--- Given task ---
In each of the items below, substitute "wooden chair" for "plastic chair" and reproduce the rest without change.

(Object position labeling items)
-- begin --
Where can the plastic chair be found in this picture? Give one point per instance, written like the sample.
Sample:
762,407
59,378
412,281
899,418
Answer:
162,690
-- end --
--- Task output ---
Where can the wooden chair be found in this picture? Give one point per instance, written like the sample.
Sample:
762,407
59,378
412,281
899,418
Answer:
162,690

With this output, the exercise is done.